[Extracted records]
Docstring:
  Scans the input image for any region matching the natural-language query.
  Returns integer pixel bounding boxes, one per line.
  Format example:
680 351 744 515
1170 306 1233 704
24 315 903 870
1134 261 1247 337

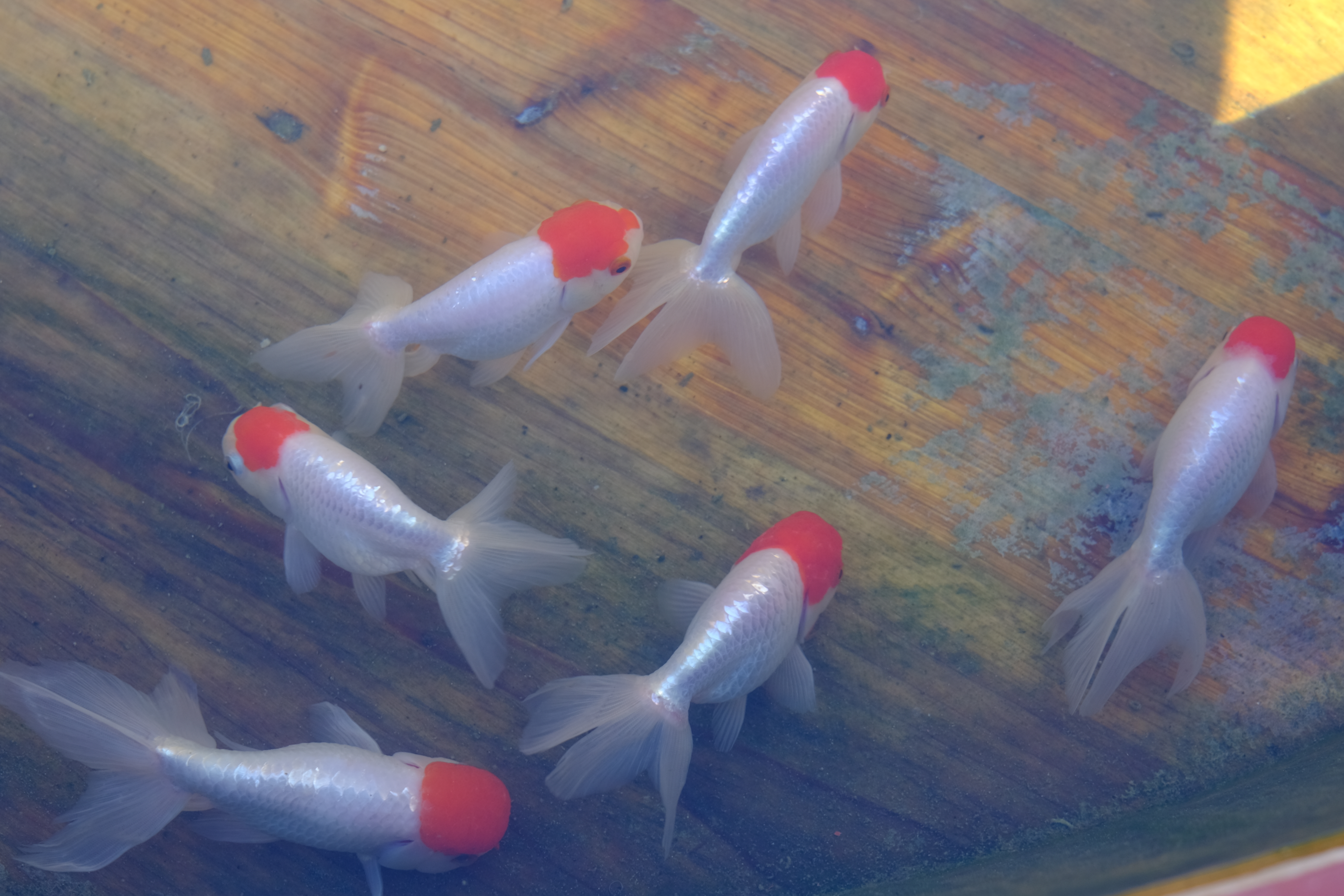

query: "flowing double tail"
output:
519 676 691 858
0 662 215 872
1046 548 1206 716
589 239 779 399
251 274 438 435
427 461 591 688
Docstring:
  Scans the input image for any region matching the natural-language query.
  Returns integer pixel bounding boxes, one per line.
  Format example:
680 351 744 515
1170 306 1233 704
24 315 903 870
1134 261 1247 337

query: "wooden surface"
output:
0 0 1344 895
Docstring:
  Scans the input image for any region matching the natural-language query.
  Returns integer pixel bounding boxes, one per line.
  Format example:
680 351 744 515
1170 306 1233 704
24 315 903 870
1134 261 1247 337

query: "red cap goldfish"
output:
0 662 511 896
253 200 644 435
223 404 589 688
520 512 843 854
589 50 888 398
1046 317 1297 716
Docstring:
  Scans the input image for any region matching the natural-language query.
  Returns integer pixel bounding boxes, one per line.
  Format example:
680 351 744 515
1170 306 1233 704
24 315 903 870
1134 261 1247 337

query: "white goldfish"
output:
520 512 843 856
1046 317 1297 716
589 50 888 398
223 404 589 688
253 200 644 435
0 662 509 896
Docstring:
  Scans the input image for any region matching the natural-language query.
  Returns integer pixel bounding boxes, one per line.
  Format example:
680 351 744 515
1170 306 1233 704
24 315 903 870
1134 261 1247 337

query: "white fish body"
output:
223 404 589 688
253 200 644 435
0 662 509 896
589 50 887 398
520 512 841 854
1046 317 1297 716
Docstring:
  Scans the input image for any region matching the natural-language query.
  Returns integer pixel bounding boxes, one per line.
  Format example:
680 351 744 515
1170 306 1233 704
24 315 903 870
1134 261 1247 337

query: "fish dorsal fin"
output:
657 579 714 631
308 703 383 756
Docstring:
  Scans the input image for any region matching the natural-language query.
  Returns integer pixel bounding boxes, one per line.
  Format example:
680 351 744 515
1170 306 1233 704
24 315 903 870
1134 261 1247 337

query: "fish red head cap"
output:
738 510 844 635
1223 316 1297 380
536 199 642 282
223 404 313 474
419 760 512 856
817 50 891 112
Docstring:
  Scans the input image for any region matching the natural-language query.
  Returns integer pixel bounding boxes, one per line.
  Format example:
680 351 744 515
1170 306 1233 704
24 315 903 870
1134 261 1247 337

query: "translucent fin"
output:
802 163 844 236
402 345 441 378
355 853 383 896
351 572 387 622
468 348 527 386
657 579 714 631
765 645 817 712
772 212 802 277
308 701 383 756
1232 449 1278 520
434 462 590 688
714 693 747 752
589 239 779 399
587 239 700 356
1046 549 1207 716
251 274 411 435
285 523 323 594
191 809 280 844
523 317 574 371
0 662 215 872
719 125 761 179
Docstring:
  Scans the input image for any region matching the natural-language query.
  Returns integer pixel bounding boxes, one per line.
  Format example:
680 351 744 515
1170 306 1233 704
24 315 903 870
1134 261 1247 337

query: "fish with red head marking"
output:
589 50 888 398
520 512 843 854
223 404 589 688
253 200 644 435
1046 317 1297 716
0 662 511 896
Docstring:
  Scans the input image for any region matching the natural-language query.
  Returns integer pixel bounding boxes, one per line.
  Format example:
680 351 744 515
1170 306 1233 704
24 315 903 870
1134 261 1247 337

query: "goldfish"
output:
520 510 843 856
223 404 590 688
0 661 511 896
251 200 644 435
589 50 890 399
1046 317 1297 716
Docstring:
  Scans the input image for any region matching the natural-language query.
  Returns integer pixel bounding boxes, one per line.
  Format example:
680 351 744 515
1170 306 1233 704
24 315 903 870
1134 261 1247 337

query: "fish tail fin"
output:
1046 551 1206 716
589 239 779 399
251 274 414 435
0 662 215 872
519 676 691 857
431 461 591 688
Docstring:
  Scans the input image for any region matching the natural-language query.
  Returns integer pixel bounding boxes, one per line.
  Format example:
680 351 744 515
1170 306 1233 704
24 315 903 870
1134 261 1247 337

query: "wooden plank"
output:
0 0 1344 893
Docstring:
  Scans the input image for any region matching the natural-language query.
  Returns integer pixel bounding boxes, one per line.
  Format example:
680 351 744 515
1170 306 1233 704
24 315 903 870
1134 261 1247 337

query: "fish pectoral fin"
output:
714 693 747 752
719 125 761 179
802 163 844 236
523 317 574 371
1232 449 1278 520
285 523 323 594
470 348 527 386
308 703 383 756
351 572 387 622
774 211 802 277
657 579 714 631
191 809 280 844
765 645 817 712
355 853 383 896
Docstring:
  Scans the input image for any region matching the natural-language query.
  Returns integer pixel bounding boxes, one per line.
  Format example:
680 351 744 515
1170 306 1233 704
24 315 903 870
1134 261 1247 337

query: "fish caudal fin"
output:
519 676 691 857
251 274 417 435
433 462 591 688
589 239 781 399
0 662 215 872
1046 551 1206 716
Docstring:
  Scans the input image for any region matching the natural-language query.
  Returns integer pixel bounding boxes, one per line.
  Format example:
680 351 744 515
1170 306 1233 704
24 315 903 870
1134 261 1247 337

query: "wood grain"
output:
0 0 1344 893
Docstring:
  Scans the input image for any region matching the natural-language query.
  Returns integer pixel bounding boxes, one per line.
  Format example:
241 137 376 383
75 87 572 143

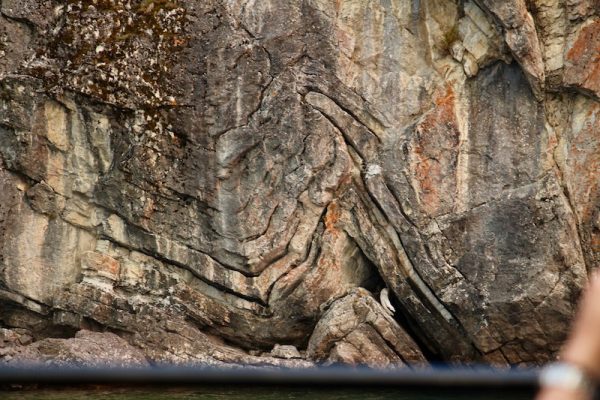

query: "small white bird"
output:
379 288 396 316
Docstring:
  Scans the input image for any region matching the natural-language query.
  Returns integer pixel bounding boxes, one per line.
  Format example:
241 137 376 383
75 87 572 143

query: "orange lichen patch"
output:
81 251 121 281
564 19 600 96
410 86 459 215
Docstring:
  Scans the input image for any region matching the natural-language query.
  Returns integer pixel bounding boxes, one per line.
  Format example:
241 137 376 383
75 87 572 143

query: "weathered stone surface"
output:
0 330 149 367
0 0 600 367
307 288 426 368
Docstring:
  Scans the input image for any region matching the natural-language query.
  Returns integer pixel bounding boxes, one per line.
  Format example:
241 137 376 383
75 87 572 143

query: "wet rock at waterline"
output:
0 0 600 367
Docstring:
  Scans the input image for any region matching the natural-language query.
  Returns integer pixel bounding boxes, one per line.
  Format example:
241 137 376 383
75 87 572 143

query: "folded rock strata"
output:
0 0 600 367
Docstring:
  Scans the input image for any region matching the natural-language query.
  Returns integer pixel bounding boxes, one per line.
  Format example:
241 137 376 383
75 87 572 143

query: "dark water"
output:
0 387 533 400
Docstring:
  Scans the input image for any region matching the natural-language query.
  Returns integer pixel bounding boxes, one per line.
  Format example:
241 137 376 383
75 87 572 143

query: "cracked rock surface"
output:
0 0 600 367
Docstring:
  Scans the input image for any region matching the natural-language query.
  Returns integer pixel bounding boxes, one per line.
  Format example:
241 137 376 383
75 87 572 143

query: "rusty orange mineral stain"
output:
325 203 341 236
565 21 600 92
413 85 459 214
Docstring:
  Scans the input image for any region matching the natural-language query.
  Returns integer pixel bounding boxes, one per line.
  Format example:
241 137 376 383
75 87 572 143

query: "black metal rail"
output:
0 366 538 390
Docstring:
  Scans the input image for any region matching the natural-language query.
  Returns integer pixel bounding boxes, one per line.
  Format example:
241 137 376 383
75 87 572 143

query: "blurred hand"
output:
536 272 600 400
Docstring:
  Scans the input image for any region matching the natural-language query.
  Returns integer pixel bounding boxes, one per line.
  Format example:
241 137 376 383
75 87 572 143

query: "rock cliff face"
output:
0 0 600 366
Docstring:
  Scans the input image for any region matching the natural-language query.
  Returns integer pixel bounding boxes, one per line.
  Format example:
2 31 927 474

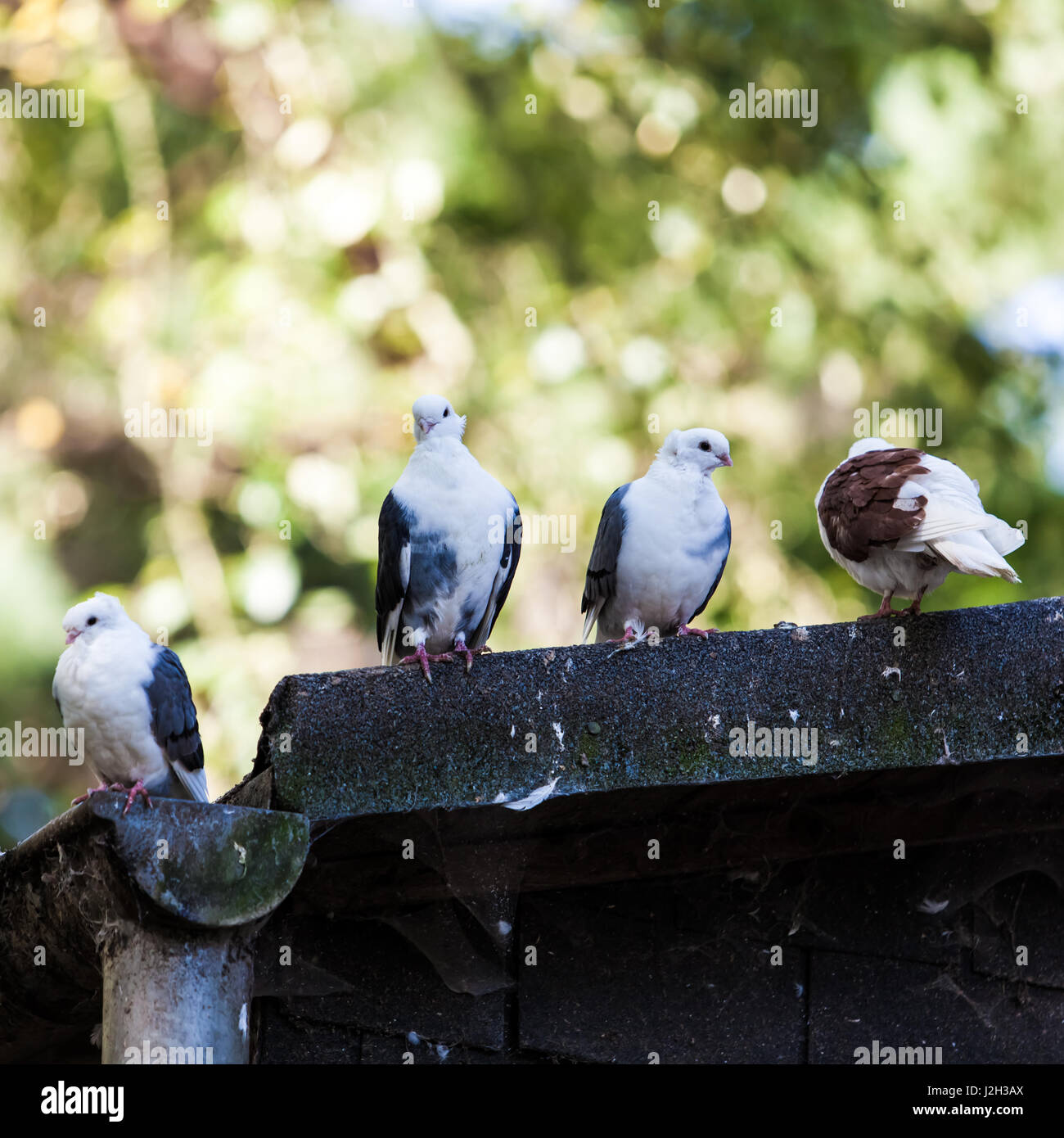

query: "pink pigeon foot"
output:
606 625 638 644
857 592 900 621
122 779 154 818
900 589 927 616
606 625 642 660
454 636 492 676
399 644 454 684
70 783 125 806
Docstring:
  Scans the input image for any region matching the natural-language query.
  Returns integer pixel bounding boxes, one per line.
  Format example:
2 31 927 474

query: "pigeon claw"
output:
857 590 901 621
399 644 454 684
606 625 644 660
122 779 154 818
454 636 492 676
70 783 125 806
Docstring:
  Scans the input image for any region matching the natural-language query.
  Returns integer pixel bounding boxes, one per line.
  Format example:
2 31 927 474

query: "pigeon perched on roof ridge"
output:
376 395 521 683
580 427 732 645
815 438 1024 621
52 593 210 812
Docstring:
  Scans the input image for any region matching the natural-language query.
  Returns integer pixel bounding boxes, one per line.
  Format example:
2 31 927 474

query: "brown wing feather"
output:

PROBLEM DESCRIPTION:
Please return everything in the material from its start down to the line containing "0 0 1344 895", both included, repeating each line verbatim. Leave the pictures out of your answer.

SOLUTION:
Docstring:
  Scans the input image for any region matching the natural-language query.
  Returns integer pixel bounding boxes, one per line.
  Format example:
680 351 744 515
1170 306 1233 704
24 315 903 870
1134 261 1247 337


query: "flowing double tail"
output:
519 676 691 858
0 662 215 872
1046 548 1206 716
589 239 779 399
251 274 438 435
427 461 591 688
Docstring:
  Scans the input image for any region matching the natural-language query.
  Returns integer pixel bounding boxes, one per line.
  Format example:
680 351 744 515
1170 306 1233 704
24 315 903 870
1134 261 1247 337

query: "wooden surface"
output:
0 0 1344 895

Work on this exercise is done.